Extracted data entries
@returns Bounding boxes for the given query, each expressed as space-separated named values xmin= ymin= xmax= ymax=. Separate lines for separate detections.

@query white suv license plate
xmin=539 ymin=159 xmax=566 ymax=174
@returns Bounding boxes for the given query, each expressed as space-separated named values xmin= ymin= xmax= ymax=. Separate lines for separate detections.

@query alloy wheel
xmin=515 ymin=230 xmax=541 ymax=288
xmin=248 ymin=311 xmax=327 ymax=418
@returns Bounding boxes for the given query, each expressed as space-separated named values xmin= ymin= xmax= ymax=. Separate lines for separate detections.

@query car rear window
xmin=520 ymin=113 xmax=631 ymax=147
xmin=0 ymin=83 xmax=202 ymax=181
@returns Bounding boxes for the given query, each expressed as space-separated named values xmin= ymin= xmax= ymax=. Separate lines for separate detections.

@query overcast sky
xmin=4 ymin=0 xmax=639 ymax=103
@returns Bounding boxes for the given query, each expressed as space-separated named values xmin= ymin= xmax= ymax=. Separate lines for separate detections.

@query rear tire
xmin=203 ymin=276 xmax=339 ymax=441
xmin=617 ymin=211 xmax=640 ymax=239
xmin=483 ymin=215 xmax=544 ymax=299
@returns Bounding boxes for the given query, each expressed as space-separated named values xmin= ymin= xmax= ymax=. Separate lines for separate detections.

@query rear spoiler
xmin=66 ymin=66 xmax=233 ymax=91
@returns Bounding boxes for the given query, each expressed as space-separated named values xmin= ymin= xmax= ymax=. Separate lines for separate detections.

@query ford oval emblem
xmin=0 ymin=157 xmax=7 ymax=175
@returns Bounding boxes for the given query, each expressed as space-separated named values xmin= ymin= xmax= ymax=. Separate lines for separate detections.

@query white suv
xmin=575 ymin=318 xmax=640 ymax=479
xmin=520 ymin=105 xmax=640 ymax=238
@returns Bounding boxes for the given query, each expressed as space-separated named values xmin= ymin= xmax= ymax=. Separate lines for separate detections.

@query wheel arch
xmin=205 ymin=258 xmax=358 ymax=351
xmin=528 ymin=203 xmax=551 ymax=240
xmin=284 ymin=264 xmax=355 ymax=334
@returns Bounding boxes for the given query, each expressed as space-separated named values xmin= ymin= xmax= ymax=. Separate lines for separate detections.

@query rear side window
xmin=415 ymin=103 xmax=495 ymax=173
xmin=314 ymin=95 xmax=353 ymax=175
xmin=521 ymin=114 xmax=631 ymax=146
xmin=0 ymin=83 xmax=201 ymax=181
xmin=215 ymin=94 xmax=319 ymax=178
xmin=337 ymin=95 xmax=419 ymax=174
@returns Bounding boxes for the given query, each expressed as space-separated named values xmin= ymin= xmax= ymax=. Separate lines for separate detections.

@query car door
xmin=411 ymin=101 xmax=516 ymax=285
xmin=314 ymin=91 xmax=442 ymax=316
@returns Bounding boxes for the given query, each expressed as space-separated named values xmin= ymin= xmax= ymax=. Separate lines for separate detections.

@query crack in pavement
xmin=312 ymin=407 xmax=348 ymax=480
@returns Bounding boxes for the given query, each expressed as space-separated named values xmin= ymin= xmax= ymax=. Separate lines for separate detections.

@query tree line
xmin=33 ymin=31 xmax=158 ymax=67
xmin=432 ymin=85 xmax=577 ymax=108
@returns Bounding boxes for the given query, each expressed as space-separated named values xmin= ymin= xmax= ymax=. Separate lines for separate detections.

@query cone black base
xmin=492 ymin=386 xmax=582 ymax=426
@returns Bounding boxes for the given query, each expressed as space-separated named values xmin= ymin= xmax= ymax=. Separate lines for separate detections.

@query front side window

- _Your goal_
Return every record above. Copy each one exactly.

- _Answer to the exercise_
@returns Bounding boxes for the given query, each expressed as space-separated named values xmin= ymin= xmax= ymax=. Separate lines for separate detections.

@query white suv license plate
xmin=539 ymin=159 xmax=566 ymax=174
@returns Bounding boxes for the given query, each expressed as space-separated named values xmin= ymin= xmax= ymax=. Separate lines for separate detections.

@query alloy wheel
xmin=515 ymin=230 xmax=541 ymax=288
xmin=248 ymin=311 xmax=327 ymax=418
@returns Bounding boxes for the given query, each expressed as space-separated named values xmin= ymin= xmax= ymax=. Separate lines for separate detections.

@query car rear window
xmin=520 ymin=113 xmax=631 ymax=147
xmin=0 ymin=83 xmax=202 ymax=181
@returns Bounding boxes for the given query, each expressed as space-separated named values xmin= ymin= xmax= ymax=. Separate lines for separate detections.

@query overcast sky
xmin=4 ymin=0 xmax=639 ymax=103
@returns Bounding boxes for the given query, each expressed as space-separated named values xmin= ymin= xmax= ymax=. Separate lines for separate detections.

@query rear tire
xmin=203 ymin=276 xmax=339 ymax=441
xmin=617 ymin=211 xmax=640 ymax=239
xmin=483 ymin=215 xmax=544 ymax=299
@returns Bounding boxes for the given query, each expressed as space-separated named values xmin= ymin= xmax= ymax=. Separate lines for separate detections.

@query rear spoiler
xmin=66 ymin=66 xmax=233 ymax=91
@returns Bounding boxes for the given query, each expressed as space-separated named values xmin= ymin= xmax= ymax=. Separate lines for separate detections.

@query ford oval emblem
xmin=0 ymin=157 xmax=7 ymax=175
@returns Bounding boxes for the given query, each expressed as space-separated named values xmin= ymin= xmax= ymax=. Separate lines for separate detections.

@query white suv
xmin=575 ymin=318 xmax=640 ymax=479
xmin=520 ymin=105 xmax=640 ymax=238
@returns Bounding boxes for the given query, each expressed as space-separated named values xmin= ymin= xmax= ymax=. Separate lines for separate detections.

@query wheel arch
xmin=205 ymin=258 xmax=358 ymax=351
xmin=528 ymin=203 xmax=551 ymax=240
xmin=284 ymin=264 xmax=355 ymax=334
@returns Bounding boxes for the given query, each expressed as space-separated named values xmin= ymin= xmax= ymax=. Separate lines for separate detections.

@query rear side window
xmin=415 ymin=103 xmax=495 ymax=173
xmin=314 ymin=95 xmax=353 ymax=175
xmin=521 ymin=114 xmax=631 ymax=146
xmin=0 ymin=83 xmax=201 ymax=181
xmin=215 ymin=94 xmax=319 ymax=178
xmin=337 ymin=95 xmax=419 ymax=174
@returns Bounding boxes for the given query, each expressed as space-separated named values xmin= ymin= xmax= ymax=. Separate lines for separate detections.

@query car door
xmin=411 ymin=101 xmax=516 ymax=285
xmin=314 ymin=91 xmax=442 ymax=316
@returns Bounding boxes for the given query, each expressed as space-separated named values xmin= ymin= xmax= ymax=. Separate lines for separate detections.

@query crack in pavement
xmin=312 ymin=407 xmax=348 ymax=480
@returns Bounding boxes for the given query, each expressed as space-separated named values xmin= ymin= xmax= ymax=. Separate lines for separate detections.

@query tree line
xmin=33 ymin=31 xmax=158 ymax=67
xmin=432 ymin=85 xmax=577 ymax=108
@returns Bounding boxes for the given query, each expressed as space-separated named values xmin= ymin= xmax= ymax=. Separate lines for separate detections.

@query cone black base
xmin=492 ymin=386 xmax=582 ymax=426
@returns Bounding boxes for the given query, each expressed as space-separated named values xmin= ymin= xmax= ymax=. Separate lines for separate detections.

@query front side window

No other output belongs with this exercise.